Alas, it’s nonsense. China’s oppression of the Uyghurs was already well-known by that point, including its sentencing of academics to prison for crimes such as “separatism“. The Xi regime’s treatment of dissidents was notorious. China was already building islands in the South China Sea to advance its regional claims in 2014, and Abbott’s own foreign minister Julie Bishop was rudely rebuked by her Chinese counterpart for daring to mention the issue.
The idea that Abbott can now plausibly claim to be shocked, shocked that Xi turned out to be anti-democratic and aggressive is garbage. He knew what Xi was like then but he charged ahead and not merely signed a “free” trade agreement (which included a sovereignty-abrogating investor-state dispute settlement clause aimed at preventing Australian governments from making policy changes that inconvenienced Chinese companies) and demonised anyone who criticised it as racist, but went further and actively undermined Australian sovereignty. He did that by promising Xi he would progress an extradition treaty that the Howard government had agreed with China before it lost office. Once he lost the prime ministership and it was left to Malcolm Turnbull to implement Abbott’s promise to Xi, Tony decided in fact he’d opposed the extradition treaty all along.
Abbott’s posturing as the diehard enemy of Chinese tyranny is thus rather hard to swallow. It’s also amusing to watch the Institute of Public Affairs toddlers playing dress-ups in the Sinophobic clothes of their elders, given the IPA was right behind that dud “free” trade agreement that turned out not to be worth the paper it was written on.

- [Dataset records]:
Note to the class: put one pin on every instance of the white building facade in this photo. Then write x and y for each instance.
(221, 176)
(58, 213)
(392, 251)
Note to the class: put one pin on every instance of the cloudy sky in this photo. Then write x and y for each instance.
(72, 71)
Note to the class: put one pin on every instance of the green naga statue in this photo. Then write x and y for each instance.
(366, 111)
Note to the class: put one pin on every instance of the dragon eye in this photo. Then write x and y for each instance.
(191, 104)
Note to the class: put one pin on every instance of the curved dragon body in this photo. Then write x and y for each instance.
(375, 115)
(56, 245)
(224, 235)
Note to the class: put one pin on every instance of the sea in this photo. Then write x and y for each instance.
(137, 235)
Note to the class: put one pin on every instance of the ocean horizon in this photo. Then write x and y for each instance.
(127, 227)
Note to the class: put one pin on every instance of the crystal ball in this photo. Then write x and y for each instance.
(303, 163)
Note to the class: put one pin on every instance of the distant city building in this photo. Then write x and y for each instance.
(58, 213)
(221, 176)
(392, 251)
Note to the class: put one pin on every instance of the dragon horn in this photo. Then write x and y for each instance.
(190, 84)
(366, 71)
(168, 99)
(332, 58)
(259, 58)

* * *

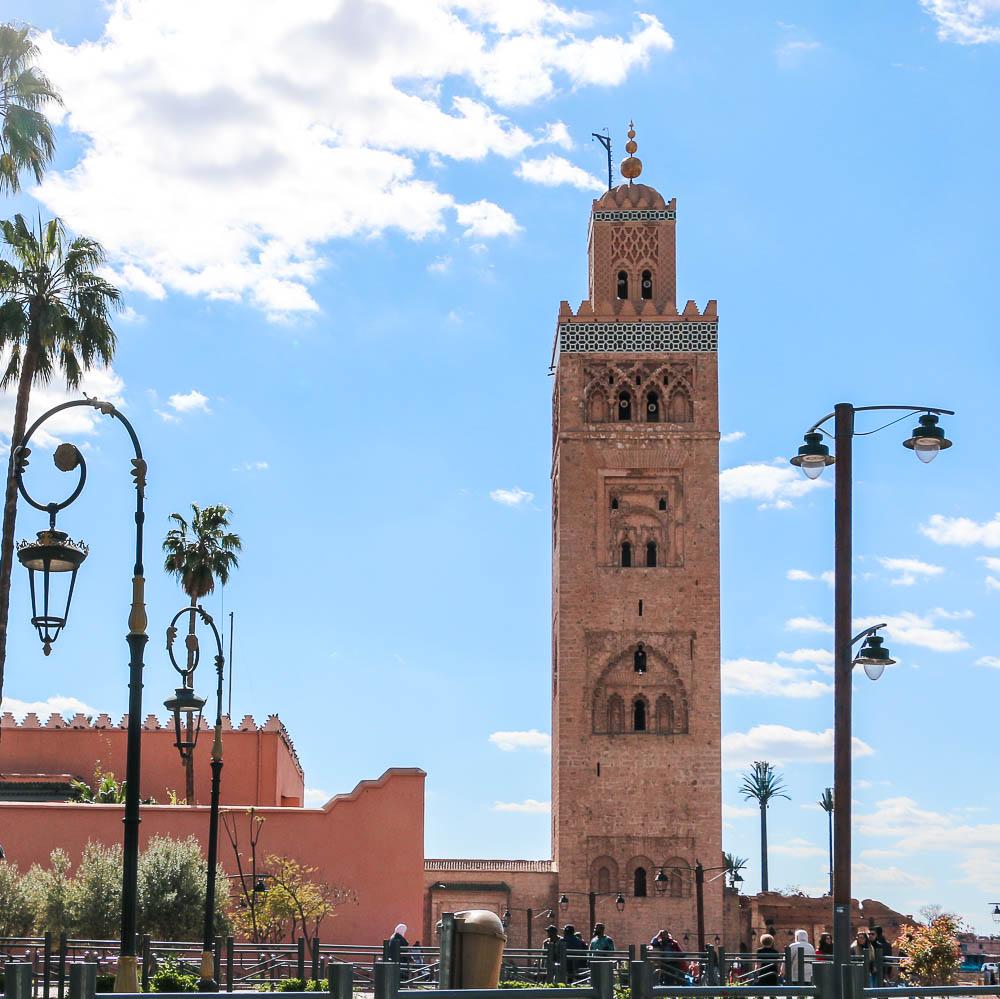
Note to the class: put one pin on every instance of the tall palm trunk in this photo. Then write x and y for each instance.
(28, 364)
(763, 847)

---

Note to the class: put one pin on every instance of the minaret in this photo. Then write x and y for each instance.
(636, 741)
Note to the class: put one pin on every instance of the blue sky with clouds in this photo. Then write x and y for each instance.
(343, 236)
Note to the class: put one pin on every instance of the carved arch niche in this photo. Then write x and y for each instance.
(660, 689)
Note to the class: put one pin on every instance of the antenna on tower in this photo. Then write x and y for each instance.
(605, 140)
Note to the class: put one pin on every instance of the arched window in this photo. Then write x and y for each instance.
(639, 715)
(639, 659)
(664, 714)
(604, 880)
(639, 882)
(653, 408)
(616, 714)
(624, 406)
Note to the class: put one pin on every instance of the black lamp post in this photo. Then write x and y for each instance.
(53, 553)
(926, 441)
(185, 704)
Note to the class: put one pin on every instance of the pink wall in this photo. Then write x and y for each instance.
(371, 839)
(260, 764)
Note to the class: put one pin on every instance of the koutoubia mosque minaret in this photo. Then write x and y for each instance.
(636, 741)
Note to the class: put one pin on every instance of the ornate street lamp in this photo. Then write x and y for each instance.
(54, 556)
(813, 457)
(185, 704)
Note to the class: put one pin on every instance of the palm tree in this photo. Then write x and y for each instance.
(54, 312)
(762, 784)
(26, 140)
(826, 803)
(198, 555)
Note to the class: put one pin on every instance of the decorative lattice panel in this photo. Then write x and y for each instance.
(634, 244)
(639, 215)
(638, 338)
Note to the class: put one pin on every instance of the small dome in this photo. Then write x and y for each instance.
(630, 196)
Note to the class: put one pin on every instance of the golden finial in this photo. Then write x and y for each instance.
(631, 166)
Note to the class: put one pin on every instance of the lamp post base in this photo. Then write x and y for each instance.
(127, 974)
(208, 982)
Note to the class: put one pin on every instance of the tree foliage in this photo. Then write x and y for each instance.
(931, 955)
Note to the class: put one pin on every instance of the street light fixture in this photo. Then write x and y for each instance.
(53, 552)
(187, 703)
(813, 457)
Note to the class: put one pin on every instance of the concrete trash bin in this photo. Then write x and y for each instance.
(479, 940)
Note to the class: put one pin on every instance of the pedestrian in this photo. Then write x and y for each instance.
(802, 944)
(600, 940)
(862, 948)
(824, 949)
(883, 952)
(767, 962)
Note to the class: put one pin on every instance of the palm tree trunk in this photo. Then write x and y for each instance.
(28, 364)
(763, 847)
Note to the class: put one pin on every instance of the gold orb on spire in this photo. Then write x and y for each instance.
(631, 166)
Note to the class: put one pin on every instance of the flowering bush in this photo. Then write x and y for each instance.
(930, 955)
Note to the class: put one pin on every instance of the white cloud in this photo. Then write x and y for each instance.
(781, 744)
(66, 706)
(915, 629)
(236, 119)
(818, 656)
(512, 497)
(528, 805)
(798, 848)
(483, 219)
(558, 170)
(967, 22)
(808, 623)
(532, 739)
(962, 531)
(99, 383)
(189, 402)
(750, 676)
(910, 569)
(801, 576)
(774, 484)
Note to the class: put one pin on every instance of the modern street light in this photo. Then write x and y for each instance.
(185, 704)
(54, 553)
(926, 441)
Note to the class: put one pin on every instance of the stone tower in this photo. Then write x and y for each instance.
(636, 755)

- [Problems]:
[a] In the text on Abbott and China, condense the paragraph beginning "The idea that Abbott can now plausibly claim" into a bulleted list that keeps its main facts.
[b] Answer these from the text on Abbott and China, one answer per line:
(i) Which foreign minister of Abbott's was rebuked by her Chinese counterpart?
(ii) Which government had agreed the extradition treaty with China before losing office?
(iii) Which organization backed the "free" trade agreement?
The rows were drawn from a separate source and have no connection to the text on Abbott and China.

- [Solutions]:
[a]
- The claim that Abbott is now shocked that Xi proved anti-democratic and aggressive is dismissed as garbage, since Abbott knew what Xi was like at the time.
- Abbott signed a "free" trade agreement with China. It included an investor-state dispute settlement clause aimed at preventing Australian governments from making policy changes that inconvenienced Chinese companies.
- He called critics of the agreement racist.
- He promised Xi he would progress an extradition treaty that the Howard government had agreed with China before it lost office.
- After Abbott lost the prime ministership, Malcolm Turnbull was left to carry out that promise, and Abbott then said he had opposed the extradition treaty all along.

[b]
(i) Julie Bishop
(ii) The Howard government
(iii) The Institute of Public Affairs (IPA)